# DATASET RECORDS

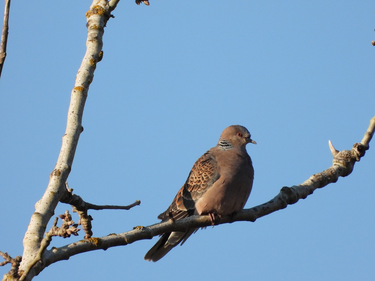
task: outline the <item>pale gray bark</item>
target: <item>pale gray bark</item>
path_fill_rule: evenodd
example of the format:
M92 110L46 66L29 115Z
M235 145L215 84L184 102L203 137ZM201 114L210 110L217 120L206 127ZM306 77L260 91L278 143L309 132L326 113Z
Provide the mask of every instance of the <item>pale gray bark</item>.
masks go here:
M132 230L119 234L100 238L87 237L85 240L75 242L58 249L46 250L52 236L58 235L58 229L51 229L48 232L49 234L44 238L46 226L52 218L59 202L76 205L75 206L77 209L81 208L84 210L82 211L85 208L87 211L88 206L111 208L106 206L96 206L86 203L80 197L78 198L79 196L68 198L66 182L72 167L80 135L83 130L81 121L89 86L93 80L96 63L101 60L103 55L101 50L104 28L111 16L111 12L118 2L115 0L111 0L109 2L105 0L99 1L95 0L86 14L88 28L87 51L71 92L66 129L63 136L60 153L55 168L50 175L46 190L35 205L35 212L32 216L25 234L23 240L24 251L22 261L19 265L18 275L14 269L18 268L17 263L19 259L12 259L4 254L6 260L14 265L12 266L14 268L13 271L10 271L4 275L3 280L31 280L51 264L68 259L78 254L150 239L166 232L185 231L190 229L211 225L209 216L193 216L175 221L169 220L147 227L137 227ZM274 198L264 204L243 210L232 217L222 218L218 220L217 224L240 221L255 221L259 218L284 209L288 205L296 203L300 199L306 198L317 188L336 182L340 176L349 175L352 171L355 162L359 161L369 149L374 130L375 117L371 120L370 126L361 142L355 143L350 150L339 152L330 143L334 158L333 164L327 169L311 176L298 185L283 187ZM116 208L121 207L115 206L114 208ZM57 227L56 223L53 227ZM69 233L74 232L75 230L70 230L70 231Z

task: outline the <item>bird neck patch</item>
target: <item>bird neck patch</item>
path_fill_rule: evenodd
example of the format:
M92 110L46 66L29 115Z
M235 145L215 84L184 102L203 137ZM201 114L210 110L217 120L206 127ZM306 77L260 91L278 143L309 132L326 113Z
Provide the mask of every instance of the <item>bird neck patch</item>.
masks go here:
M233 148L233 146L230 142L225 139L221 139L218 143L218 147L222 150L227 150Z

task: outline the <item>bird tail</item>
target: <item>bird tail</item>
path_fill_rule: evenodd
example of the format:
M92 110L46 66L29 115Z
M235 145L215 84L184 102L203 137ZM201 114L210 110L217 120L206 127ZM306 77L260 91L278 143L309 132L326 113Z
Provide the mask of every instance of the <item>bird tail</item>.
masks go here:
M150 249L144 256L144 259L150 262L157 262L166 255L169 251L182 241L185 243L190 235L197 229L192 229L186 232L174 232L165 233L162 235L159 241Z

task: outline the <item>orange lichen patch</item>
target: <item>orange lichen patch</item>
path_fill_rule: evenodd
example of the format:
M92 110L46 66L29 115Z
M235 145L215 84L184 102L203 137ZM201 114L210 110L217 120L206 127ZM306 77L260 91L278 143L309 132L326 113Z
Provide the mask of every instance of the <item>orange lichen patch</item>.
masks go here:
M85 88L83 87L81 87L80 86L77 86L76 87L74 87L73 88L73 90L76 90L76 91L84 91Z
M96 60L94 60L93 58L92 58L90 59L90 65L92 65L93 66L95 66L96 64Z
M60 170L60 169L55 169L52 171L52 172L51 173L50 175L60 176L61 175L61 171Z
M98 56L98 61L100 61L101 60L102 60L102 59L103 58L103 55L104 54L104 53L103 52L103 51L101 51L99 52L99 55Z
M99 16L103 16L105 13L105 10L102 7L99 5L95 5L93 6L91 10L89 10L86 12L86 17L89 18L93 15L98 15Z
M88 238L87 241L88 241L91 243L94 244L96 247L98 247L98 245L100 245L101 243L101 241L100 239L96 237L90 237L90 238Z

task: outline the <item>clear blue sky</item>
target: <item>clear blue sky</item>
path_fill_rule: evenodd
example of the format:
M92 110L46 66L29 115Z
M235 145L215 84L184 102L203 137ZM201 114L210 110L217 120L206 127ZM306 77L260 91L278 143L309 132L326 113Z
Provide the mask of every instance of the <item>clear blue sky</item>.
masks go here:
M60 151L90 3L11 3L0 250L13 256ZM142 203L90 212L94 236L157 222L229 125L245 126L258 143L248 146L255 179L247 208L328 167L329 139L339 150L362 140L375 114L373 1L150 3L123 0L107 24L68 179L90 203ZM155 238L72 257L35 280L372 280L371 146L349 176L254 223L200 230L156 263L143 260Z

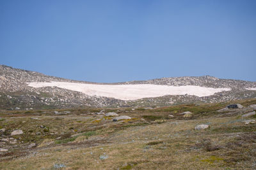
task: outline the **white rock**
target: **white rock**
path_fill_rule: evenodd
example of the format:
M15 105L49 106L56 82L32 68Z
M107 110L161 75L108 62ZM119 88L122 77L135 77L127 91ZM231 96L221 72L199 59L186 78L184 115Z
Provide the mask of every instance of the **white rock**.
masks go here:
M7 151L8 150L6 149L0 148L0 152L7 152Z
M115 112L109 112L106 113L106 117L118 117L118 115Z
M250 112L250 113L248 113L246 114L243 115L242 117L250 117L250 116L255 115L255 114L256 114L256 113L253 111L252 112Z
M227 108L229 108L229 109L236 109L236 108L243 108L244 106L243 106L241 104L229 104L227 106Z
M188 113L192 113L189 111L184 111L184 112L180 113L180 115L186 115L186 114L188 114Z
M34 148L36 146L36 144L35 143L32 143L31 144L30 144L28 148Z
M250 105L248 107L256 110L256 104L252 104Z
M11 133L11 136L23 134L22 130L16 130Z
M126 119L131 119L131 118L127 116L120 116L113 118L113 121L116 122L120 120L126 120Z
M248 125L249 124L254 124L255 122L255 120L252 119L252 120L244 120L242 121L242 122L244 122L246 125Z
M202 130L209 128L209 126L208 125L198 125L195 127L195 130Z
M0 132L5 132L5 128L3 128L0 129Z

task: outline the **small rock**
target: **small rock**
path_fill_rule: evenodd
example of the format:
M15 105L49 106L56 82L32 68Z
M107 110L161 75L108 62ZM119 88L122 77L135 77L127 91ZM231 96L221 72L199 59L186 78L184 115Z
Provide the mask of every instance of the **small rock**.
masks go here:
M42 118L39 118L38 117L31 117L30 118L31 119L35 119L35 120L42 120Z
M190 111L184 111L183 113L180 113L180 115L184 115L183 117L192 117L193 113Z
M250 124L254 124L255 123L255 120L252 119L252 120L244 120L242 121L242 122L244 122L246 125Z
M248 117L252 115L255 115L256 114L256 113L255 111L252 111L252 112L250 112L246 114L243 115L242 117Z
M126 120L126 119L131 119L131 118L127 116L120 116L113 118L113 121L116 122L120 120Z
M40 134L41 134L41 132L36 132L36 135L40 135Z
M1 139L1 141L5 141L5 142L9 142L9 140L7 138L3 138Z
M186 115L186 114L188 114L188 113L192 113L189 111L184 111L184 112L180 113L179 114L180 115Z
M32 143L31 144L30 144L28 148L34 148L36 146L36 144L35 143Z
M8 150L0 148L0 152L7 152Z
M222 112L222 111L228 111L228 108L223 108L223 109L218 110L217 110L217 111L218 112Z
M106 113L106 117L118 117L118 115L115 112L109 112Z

# WORK TO BE COMPLETED
Please quote the listing above verbatim, omitting the pictures.

# FINISHED EXERCISE
task: outline the <item>pale gray bark</item>
target: <item>pale gray bark</item>
path_fill_rule: evenodd
example of the format:
M92 110L46 66L29 115Z
M235 145L215 84L184 102L203 137ZM201 114L210 110L217 120L206 127ZM306 77L260 91L278 143L309 132L326 113Z
Provide the mask of every instance of the <item>pale gray bark</item>.
masks go here:
M132 230L119 234L100 238L87 237L85 240L75 242L58 249L46 250L52 236L58 235L58 229L51 229L48 232L49 234L44 238L46 226L52 218L59 202L76 205L75 206L77 209L81 208L84 210L82 211L85 208L87 211L88 206L111 208L106 206L96 206L86 203L80 197L78 198L79 196L68 198L66 182L72 167L80 135L83 130L81 121L89 86L93 80L96 63L101 60L103 55L101 50L104 28L111 16L111 12L118 2L115 0L111 0L109 2L105 0L99 1L95 0L86 14L88 28L87 51L71 92L66 129L63 136L60 153L55 168L50 175L46 190L35 205L35 212L32 216L25 234L23 240L24 251L22 261L19 265L18 275L14 269L18 268L17 263L19 259L12 259L4 254L6 260L14 265L12 266L14 268L13 271L10 271L4 275L3 280L31 280L51 264L68 259L78 254L150 239L166 232L185 231L190 229L211 225L209 216L193 216L175 221L169 220L147 227L137 227ZM274 198L264 204L243 210L232 217L222 218L218 220L217 224L240 221L255 221L259 218L284 209L288 205L296 203L300 199L306 198L317 188L336 182L340 176L349 175L352 171L355 162L359 161L369 149L374 130L375 117L371 120L370 126L361 142L355 143L350 150L339 152L330 143L334 158L333 164L327 169L311 176L298 185L283 187ZM116 208L121 207L115 206L114 208ZM57 227L56 223L53 227ZM69 233L74 232L75 230L70 230L70 231Z

task: outline the <item>bird neck patch</item>
target: <item>bird neck patch</item>
path_fill_rule: evenodd
example of the format:
M92 110L46 66L29 115Z
M235 145L215 84L184 102L203 137ZM201 114L210 110L217 120L206 127ZM306 77L260 91L278 143L309 132L326 113Z
Provide the mask of every instance of the <item>bird neck patch</item>.
masks go here:
M233 148L233 146L230 142L225 139L221 139L218 143L218 147L222 150L227 150Z

task: outline the <item>bird tail</item>
target: <item>bird tail</item>
path_fill_rule: evenodd
example of the format:
M92 110L46 66L29 115Z
M235 145L215 84L184 102L203 137ZM201 114L210 110L217 120L206 127ZM306 77L260 91L278 143L309 132L326 113Z
Provide the mask of every instance of the <item>bird tail</item>.
masks go here:
M150 249L144 256L144 259L150 262L157 262L166 255L169 251L182 241L185 243L190 235L197 229L192 229L186 232L174 232L165 233L162 235L159 241Z

task: outline the <item>orange lichen patch</item>
target: <item>orange lichen patch</item>
path_fill_rule: evenodd
example of the format:
M92 110L46 66L29 115Z
M235 145L215 84L184 102L203 137ZM201 114L210 110L217 120L206 127ZM306 77L260 91L278 143L309 132L326 113Z
Provide the mask of every instance of the <item>orange lichen patch</item>.
masks go here:
M85 88L83 87L81 87L80 86L77 86L76 87L74 87L73 88L73 90L76 90L76 91L84 91Z
M96 60L94 60L93 58L92 58L90 59L90 65L92 65L93 66L95 66L96 64Z
M60 170L60 169L55 169L52 171L52 172L51 173L50 175L60 176L61 175L61 171Z
M98 56L98 61L100 61L101 60L102 60L102 59L103 58L103 55L104 54L104 53L103 52L103 51L101 51L99 52L99 55Z
M99 16L103 16L105 13L105 10L102 7L99 5L95 5L93 6L91 10L89 10L86 12L86 17L89 18L93 15L98 15Z
M88 238L87 241L88 241L91 243L94 244L96 247L98 247L98 245L100 245L101 243L101 241L100 239L96 237L90 237L90 238Z

task: outline the <item>clear blue sky</item>
target: <item>clear blue sky</item>
path_fill_rule: evenodd
example of the format:
M92 110L46 66L29 115Z
M235 145L215 84L184 102L203 137ZM201 114L210 110L217 120L206 127ZM306 77L260 91L278 143L309 132L326 113Z
Provide the mask of every instance of the <item>clear blue sky</item>.
masks go here:
M60 151L90 3L11 3L0 250L13 256ZM142 203L90 212L94 236L157 222L229 125L245 126L258 143L248 146L255 179L247 208L328 167L329 139L339 150L362 140L375 114L373 1L150 3L123 0L107 24L68 179L90 203ZM155 238L72 257L35 280L372 280L371 146L349 176L254 223L200 230L156 263L143 260Z

task: outline the **white rock**
target: **white rock**
path_fill_rule: evenodd
example of the format:
M15 105L49 106L56 82L32 68Z
M107 110L161 75L108 62ZM119 88L122 77L135 77L127 91ZM231 96L221 72L199 59L186 78L184 115Z
Provide the mask of every instance of the **white rock**.
masks go here:
M7 151L8 150L6 149L0 148L0 152L7 152Z
M115 112L109 112L106 113L106 117L118 117L118 115Z
M250 112L250 113L248 113L246 114L243 115L242 117L250 117L250 116L255 115L255 114L256 114L256 113L253 111L252 112Z
M227 108L229 108L229 109L236 109L236 108L243 108L244 106L243 106L241 104L229 104L227 106Z
M188 113L192 113L189 111L184 111L184 112L180 113L180 115L186 115L186 114L188 114Z
M34 148L36 146L36 144L35 143L32 143L31 144L30 144L28 148Z
M250 105L248 107L256 110L256 104L252 104Z
M11 133L11 136L23 134L22 130L16 130Z
M126 119L131 119L131 118L127 116L120 116L113 118L113 121L116 122L120 120L126 120Z
M248 125L249 124L254 124L255 122L255 120L252 119L252 120L244 120L242 121L242 122L244 122L246 125Z
M202 130L209 128L209 126L208 125L198 125L195 127L195 130Z
M0 132L5 132L5 128L3 128L0 129Z

task: outline the **small rock**
target: **small rock**
path_fill_rule: evenodd
example of the format:
M15 105L49 106L56 82L32 68Z
M107 110L161 75L108 62ZM119 88L122 77L135 77L127 91ZM231 96L221 72L199 59L186 78L184 115Z
Provide the mask of every instance of the **small rock**.
masks go here:
M42 118L39 118L38 117L31 117L30 118L31 119L35 119L35 120L42 120Z
M190 111L184 111L183 113L180 113L180 115L184 115L183 117L192 117L193 113Z
M250 124L254 124L255 123L255 120L252 119L252 120L244 120L242 121L242 122L244 122L246 125Z
M248 117L252 115L255 115L256 114L256 113L255 111L252 111L252 112L250 112L246 114L243 115L242 117Z
M126 120L126 119L131 119L131 118L127 116L120 116L113 118L113 121L116 122L120 120Z
M40 134L41 134L41 132L36 132L36 135L40 135Z
M1 139L1 141L5 141L5 142L9 142L9 140L7 138L3 138Z
M186 115L186 114L188 114L188 113L192 113L189 111L184 111L184 112L180 113L179 114L180 115Z
M32 143L31 144L30 144L28 148L34 148L36 146L36 144L35 143Z
M8 150L0 148L0 152L7 152Z
M222 112L222 111L228 111L228 108L223 108L223 109L218 110L217 110L217 111L218 112Z
M106 113L106 117L118 117L118 115L115 112L109 112Z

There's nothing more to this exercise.